• Dataset records

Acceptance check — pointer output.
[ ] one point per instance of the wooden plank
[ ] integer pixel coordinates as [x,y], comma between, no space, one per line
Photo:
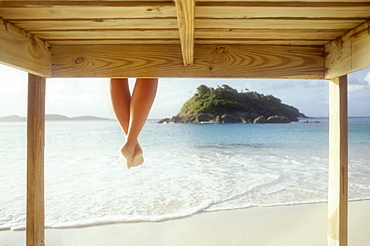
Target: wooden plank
[118,23]
[35,161]
[199,34]
[321,24]
[109,34]
[90,12]
[168,23]
[220,61]
[185,16]
[348,53]
[281,12]
[297,42]
[338,163]
[10,10]
[22,50]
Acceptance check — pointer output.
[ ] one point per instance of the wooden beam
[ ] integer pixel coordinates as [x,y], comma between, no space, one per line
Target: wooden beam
[24,51]
[348,53]
[338,163]
[213,61]
[35,161]
[185,16]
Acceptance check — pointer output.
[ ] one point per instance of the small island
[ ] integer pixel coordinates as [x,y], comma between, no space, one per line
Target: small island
[226,105]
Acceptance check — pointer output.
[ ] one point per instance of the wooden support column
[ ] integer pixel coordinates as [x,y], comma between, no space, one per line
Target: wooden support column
[35,161]
[186,16]
[338,163]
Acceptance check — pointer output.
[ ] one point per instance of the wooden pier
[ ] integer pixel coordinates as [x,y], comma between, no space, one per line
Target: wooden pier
[292,39]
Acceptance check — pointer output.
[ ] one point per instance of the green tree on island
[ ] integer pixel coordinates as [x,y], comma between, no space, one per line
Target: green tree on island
[226,105]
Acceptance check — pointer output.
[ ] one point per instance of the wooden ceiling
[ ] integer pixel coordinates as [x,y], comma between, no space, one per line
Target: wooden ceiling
[185,23]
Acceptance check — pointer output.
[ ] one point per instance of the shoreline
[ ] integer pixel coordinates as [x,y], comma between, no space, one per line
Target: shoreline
[160,218]
[303,224]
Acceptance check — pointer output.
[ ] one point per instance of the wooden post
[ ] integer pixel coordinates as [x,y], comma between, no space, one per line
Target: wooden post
[338,163]
[35,160]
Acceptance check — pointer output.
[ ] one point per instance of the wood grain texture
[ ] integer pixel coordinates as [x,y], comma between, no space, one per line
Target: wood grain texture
[164,61]
[348,53]
[296,42]
[338,163]
[185,17]
[83,12]
[14,11]
[167,23]
[35,161]
[210,34]
[22,50]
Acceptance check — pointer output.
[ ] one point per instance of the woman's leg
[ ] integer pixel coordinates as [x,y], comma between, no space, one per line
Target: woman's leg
[120,96]
[131,114]
[141,102]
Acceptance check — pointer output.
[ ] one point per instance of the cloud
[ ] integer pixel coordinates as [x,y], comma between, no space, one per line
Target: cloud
[358,84]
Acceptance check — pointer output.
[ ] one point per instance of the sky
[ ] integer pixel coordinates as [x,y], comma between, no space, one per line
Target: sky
[81,97]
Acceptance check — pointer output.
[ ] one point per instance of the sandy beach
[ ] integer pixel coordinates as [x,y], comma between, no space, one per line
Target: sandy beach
[283,225]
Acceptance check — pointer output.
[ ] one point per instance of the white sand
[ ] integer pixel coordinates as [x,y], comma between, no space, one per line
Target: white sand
[286,225]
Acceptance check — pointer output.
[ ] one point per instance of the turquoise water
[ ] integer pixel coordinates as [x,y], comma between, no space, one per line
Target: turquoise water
[188,168]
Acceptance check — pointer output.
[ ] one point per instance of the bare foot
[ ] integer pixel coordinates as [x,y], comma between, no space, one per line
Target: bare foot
[138,158]
[125,157]
[131,155]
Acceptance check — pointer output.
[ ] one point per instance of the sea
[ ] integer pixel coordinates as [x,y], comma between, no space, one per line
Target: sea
[188,169]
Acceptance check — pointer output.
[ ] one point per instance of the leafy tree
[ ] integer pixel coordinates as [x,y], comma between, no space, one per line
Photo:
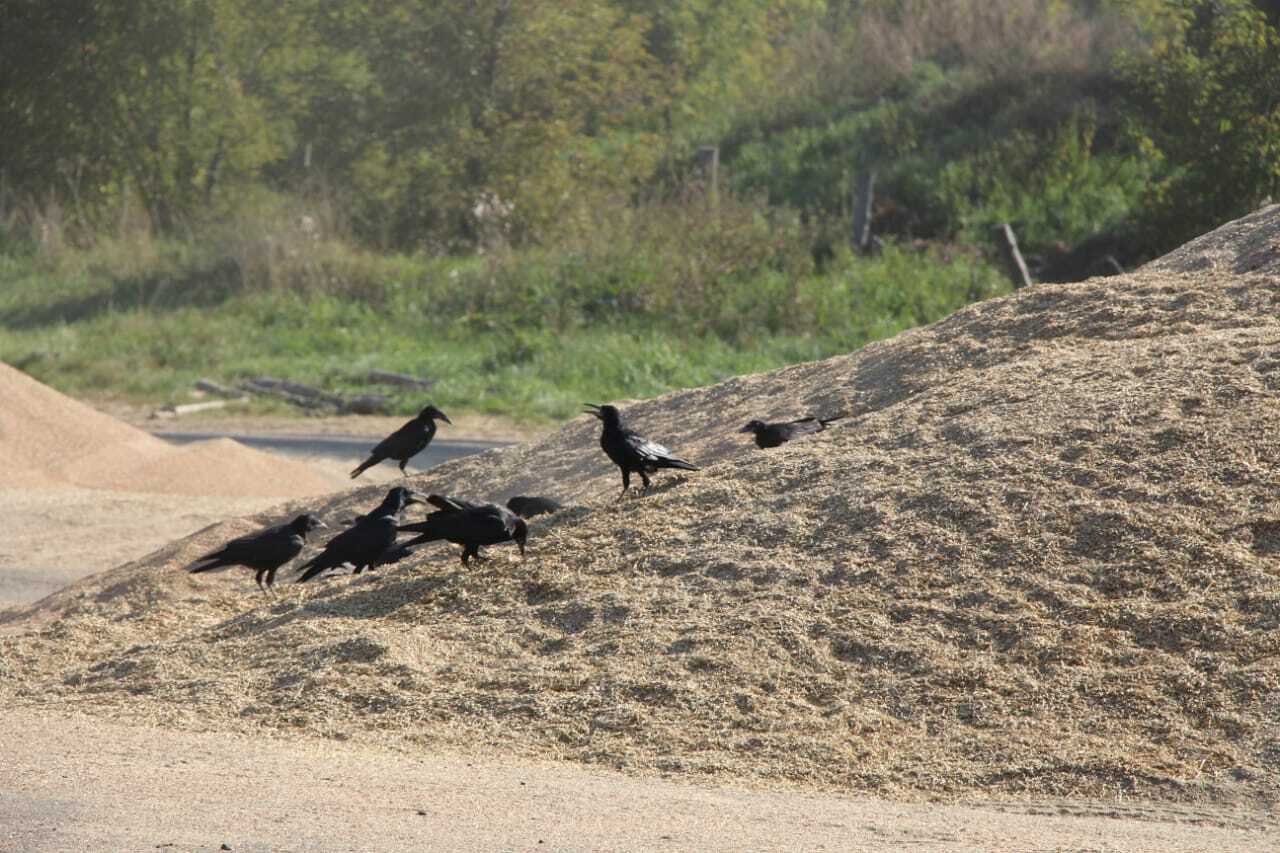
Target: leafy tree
[1206,103]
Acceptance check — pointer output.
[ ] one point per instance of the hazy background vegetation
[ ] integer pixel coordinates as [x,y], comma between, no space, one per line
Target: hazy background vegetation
[503,195]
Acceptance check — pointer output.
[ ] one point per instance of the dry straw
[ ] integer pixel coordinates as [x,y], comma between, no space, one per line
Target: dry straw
[1040,557]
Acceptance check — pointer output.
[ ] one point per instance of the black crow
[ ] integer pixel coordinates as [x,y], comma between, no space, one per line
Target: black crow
[366,541]
[632,452]
[264,551]
[406,442]
[778,434]
[528,507]
[470,525]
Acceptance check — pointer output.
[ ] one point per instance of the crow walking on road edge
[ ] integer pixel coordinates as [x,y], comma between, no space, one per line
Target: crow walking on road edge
[470,525]
[406,442]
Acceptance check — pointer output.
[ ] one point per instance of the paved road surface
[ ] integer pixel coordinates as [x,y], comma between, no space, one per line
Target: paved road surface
[347,447]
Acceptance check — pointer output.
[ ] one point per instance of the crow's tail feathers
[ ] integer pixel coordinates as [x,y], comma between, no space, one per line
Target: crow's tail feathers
[200,565]
[421,539]
[310,570]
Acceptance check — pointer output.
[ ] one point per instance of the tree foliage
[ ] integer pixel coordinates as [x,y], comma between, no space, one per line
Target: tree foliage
[461,122]
[1207,103]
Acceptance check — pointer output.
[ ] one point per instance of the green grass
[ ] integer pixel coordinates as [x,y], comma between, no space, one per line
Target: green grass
[530,336]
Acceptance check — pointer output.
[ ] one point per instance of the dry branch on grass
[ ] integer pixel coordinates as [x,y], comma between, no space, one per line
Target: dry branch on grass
[1041,557]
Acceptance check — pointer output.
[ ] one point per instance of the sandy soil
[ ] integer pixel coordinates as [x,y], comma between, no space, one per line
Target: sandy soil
[78,783]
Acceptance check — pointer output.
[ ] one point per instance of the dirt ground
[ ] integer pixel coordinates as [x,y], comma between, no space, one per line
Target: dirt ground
[110,528]
[80,783]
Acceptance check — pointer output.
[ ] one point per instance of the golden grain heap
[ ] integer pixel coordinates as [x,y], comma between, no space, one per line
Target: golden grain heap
[1041,556]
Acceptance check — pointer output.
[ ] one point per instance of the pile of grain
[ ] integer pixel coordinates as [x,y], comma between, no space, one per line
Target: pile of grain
[1041,557]
[51,441]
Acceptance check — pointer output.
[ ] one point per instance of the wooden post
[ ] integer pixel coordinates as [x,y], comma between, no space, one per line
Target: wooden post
[863,197]
[1014,263]
[708,163]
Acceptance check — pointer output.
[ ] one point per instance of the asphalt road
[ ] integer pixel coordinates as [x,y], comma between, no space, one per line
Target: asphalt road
[346,447]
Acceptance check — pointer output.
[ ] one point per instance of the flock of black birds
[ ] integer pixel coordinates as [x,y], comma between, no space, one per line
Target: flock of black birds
[370,539]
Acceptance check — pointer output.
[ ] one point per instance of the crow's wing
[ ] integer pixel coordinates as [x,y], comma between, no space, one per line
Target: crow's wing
[400,442]
[274,546]
[805,425]
[647,450]
[654,454]
[360,544]
[478,524]
[447,503]
[529,506]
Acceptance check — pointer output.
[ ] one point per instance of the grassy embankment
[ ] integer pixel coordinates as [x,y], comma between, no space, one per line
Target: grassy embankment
[661,297]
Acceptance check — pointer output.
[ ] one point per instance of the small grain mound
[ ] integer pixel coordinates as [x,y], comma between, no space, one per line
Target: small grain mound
[1041,557]
[50,441]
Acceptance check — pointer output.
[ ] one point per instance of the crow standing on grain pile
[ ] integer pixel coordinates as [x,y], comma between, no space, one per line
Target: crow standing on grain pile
[470,525]
[528,507]
[264,551]
[406,442]
[778,434]
[366,541]
[632,452]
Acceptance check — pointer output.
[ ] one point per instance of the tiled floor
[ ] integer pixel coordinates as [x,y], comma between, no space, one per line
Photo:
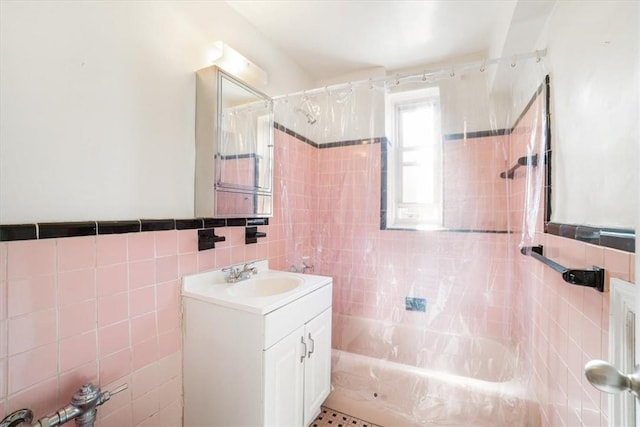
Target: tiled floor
[329,417]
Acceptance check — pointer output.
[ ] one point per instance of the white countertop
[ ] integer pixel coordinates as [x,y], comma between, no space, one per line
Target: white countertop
[210,286]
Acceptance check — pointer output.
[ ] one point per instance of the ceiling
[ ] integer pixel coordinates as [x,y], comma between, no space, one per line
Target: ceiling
[329,39]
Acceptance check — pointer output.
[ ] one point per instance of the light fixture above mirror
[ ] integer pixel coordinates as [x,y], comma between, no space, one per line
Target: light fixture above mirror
[233,62]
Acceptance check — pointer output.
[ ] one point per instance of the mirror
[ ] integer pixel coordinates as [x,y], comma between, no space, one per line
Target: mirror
[234,147]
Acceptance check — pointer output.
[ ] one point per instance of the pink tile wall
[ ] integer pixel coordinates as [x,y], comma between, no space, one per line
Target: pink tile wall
[375,270]
[569,327]
[559,327]
[296,192]
[475,195]
[103,309]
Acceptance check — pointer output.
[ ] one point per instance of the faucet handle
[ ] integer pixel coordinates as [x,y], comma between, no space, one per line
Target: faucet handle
[250,267]
[17,417]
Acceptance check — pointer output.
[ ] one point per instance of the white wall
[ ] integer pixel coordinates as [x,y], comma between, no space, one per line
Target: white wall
[97,104]
[593,65]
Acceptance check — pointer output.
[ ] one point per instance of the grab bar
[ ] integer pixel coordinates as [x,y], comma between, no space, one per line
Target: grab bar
[590,278]
[522,161]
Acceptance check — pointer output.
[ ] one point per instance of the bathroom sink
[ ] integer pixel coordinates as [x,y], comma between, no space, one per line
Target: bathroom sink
[262,293]
[264,287]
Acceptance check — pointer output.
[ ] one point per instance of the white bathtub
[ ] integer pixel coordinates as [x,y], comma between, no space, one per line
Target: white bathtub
[407,376]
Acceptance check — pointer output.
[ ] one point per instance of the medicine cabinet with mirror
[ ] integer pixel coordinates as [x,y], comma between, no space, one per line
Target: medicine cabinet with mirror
[234,147]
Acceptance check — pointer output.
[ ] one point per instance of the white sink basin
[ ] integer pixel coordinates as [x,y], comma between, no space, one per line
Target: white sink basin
[264,287]
[263,293]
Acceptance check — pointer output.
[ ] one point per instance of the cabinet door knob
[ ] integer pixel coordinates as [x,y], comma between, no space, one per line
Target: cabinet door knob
[304,353]
[313,345]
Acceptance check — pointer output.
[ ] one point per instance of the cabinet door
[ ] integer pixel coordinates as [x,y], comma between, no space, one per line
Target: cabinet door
[317,376]
[284,381]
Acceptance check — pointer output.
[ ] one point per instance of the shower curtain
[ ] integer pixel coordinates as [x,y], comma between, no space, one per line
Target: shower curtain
[400,190]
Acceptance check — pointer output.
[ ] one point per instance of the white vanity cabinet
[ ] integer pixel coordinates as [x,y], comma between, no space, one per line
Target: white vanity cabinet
[244,368]
[297,373]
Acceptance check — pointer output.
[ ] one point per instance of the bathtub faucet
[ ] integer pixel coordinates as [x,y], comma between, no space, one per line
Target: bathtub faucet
[83,409]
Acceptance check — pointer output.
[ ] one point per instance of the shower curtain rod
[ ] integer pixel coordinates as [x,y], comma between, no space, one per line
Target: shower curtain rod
[452,69]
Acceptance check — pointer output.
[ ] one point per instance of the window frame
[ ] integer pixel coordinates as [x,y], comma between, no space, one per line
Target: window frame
[395,102]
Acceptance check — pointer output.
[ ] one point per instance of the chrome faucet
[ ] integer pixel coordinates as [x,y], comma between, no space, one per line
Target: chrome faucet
[235,274]
[83,408]
[18,417]
[306,267]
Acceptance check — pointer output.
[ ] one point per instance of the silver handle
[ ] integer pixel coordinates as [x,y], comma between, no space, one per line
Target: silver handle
[304,353]
[605,377]
[313,346]
[18,417]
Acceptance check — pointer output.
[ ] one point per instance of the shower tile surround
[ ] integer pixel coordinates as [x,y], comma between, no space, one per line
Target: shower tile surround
[105,308]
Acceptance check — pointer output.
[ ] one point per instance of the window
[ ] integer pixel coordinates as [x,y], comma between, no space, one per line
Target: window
[414,162]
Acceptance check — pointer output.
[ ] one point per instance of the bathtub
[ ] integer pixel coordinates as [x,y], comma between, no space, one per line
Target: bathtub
[396,375]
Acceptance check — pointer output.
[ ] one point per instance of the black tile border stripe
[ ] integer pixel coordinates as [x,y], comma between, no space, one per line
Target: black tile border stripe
[214,222]
[18,232]
[157,224]
[189,224]
[118,227]
[478,134]
[615,238]
[51,230]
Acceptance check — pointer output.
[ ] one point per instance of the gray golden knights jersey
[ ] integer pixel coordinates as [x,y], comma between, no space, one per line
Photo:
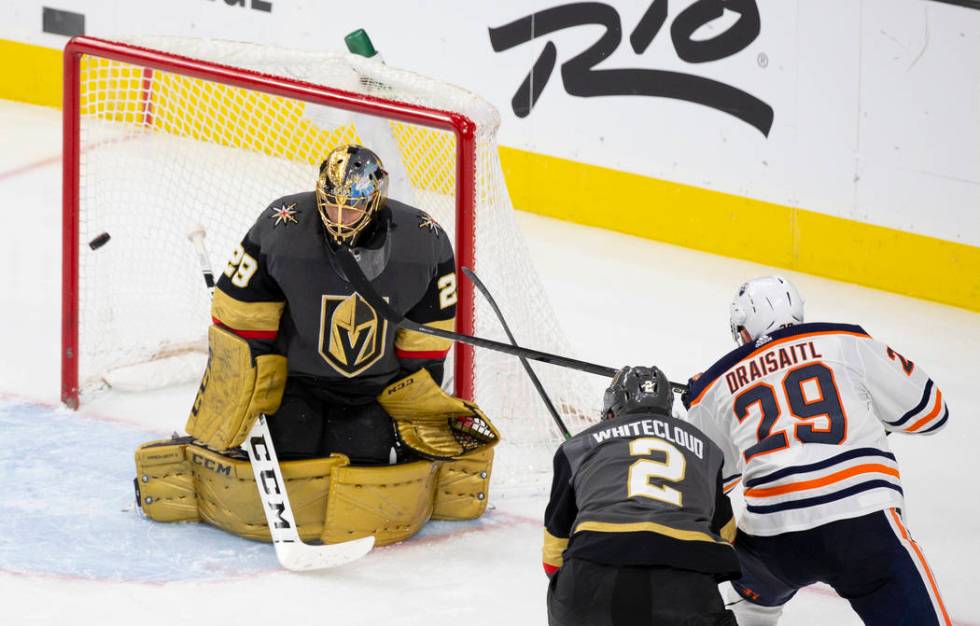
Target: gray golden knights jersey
[284,291]
[640,490]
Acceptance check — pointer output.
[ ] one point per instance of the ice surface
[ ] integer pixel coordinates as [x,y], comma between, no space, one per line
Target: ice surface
[73,550]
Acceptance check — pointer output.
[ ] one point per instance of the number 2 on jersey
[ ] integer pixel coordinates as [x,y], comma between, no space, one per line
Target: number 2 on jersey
[825,406]
[672,468]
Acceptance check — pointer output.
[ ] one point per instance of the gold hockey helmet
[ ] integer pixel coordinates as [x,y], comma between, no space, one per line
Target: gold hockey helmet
[350,189]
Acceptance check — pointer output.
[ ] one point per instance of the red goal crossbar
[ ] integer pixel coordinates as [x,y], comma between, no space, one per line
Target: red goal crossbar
[461,126]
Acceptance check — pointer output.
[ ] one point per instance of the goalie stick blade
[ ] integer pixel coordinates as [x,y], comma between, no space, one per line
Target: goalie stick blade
[292,553]
[301,557]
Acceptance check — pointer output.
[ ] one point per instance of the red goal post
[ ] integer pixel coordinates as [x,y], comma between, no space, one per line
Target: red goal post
[461,126]
[162,134]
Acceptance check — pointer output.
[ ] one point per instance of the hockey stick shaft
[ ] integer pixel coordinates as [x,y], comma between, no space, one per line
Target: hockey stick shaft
[527,366]
[363,286]
[291,552]
[196,235]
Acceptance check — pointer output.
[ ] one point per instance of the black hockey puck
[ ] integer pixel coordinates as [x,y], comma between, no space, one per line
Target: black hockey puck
[99,241]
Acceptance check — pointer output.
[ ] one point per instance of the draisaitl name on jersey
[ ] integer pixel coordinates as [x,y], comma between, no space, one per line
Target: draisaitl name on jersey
[654,428]
[768,362]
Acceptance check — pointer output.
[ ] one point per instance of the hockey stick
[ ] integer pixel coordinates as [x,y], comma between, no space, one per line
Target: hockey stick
[291,552]
[527,366]
[196,235]
[363,286]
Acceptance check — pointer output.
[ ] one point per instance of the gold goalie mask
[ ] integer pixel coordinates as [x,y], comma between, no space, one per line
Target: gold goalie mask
[352,186]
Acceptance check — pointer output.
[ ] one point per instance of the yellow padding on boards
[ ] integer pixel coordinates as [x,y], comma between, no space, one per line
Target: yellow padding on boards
[30,73]
[744,228]
[331,500]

• Given exercise
Find every line in the data that contains the word "handle", and copy each of those lines in full.

• Solution to this problem
[ ] one point per instance of the faucet handle
Target: faucet handle
[ ] one point per instance of the silver handle
Target: silver handle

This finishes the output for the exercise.